» **Quoted passage**:
__________

ReFED, a collaborative, cross-sector nonprofit committed to reducing the $218 billion of food waste in the U.S., unveiled this week two new tools: a database of innovative food waste solutions, and an interactive map that centralizes federal- and state-level food waste policy to assist advocates and policy-makers.
“ReFED’s 2016 'Roadmap to Reduce U.S. Food Waste' identified concrete opportunities to save money and resources, feed people and create jobs,” said Chris Cochran, executive director of ReFED. “The Innovator Database and Policy Finder build on the road map by creating a one-stop shop for stakeholders interested in understanding food waste policy and innovation – two levers that have the power to make change across sectors. These tools reveal that food waste reduction is both a source of viable, scalable business enterprise and a potentially significant job generator.”
ReFED’s Food Waste Innovator Database – a compilation of 400-plus commercial and nonprofit entities focused on reducing and preventing food waste – enables users to explore the dynamic and expanding food waste innovation sector, with solutions broken down by type and geography. The database will also help connect innovators to the private sector, government, foundations and investors to collaborate, fund-raise and accelerate impact.
The fastest-growing solution areas include donations, new products and secondary marketplaces for food that would otherwise be sent to the landfill. Most innovators in ReFED’s database are for-profit (70%) and offer services nationally (55%), representing an emerging opportunity. ReFED will use existing insights and new data gleaned from the database to identify trends, growth areas and gaps in food waste innovation, ultimately helping drive development of more efficient, scalable solutions.
ReFED’s Food Waste Policy Finder features an interactive map allowing users to navigate the landscape of federal and state laws and policies. Developed in partnership with Harvard Law School’s Food Law & Policy Clinic, the Policy Finder will help food businesses and food recovery organizations better navigate laws on liability protection, date labeling, tax incentives, animal feed and waste bans. At the same time, the tool highlights inconsistencies in existing legal frameworks and the opportunities for state and federal action.
“To reach the national 50% food waste reduction target, we need supportive policies at all levels of government. This year, more than a dozen states are considering new food waste legislation,” said Emily Broad Leib, Harvard Law School assistant clinical professor of law and director of the Food Law & Policy Clinic. “We hope this tool will help businesses and food recovery organizations better understand the applicable laws so that they can make better food recovery decisions while also helping policy-makers implement better laws and even experiment with new policies to reduce the waste of healthy, wholesome food.”

__________

» **Image point grounding data**:
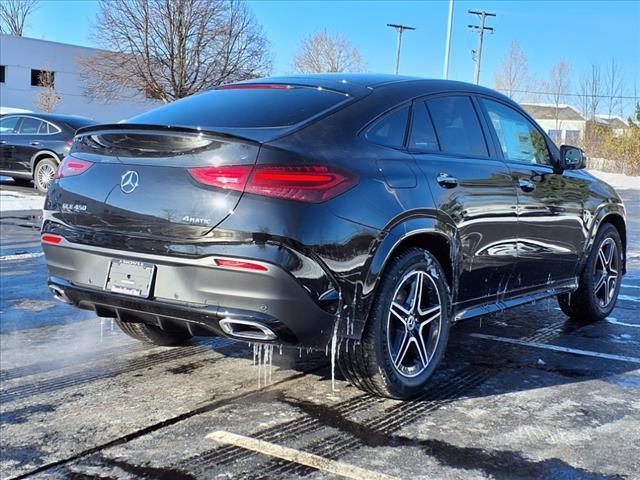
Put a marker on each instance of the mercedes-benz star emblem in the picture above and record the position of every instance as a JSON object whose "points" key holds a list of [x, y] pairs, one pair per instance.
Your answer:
{"points": [[129, 181]]}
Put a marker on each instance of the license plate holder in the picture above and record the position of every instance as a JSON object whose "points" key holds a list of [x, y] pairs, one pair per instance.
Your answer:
{"points": [[130, 277]]}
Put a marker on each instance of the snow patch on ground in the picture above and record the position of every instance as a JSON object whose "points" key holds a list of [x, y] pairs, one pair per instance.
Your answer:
{"points": [[619, 181], [11, 201]]}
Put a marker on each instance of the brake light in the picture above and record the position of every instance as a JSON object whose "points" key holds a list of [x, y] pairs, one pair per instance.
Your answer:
{"points": [[229, 178], [304, 183], [72, 166], [240, 264], [55, 239]]}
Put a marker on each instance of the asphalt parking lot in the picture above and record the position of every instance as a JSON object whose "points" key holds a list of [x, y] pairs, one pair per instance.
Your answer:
{"points": [[522, 394]]}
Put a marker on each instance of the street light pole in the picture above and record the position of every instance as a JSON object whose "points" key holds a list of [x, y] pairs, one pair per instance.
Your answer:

__________

Continue the article on ReFED's food waste tools from the end of the text, before the listing.

The tool affords unique insight into the state-level policy landscape, revealing positive trends in implementation while highlighting clear opportunities for commonsense policy improvements. For instance, nearly half of all states have enacted food donation liability protections above the federal baseline to encourage businesses to donate food that might otherwise be wasted. On the other hand, of the 10 states that generate the most food waste, California is the only one to offer state-level tax incentives to promote food donation and is the only of the top 10 food waste-generating states to accelerate the adoption of food waste solutions by establishing an organic waste recycling law.
“Tools like the Innovator Database and Policy Finder give public- and private-sector stakeholders the insights they need to make smart decisions that generate the most impact,” said Devon Klatell, associate director at The Rockefeller Foundation. “Food is wasted at every broken link in the supply chain, giving all of us a role to play in tackling this critical issue. Repairing those links depends on collaboration across sectors, and we need organizations like ReFED to identify and encourage the opportunities to do so.”
The new ReFED tools will build upon existing resources by more clearly identifying opportunities for impact. For example, the ReFED road map estimates that of the $18 billion in new financing needed to achieve a 20% food waste reduction in the U.S., $800 million will come from private early-stage and growth equity and $1 billion from philanthropic impact investments.
“Meeting our national food waste reduction goal depends on the entrepreneurial spirit of innovators, action across the food system and the strong commitment of funders like The Rockefeller Foundation and Walmart Foundation and many others. We hope these tools will convene stakeholders who haven’t – or otherwise wouldn’t – collaborate on food system challenges and guide them to use insights, backed by robust economics and data analysis, to identify proven solutions to immediately cut food waste,” Cochran said.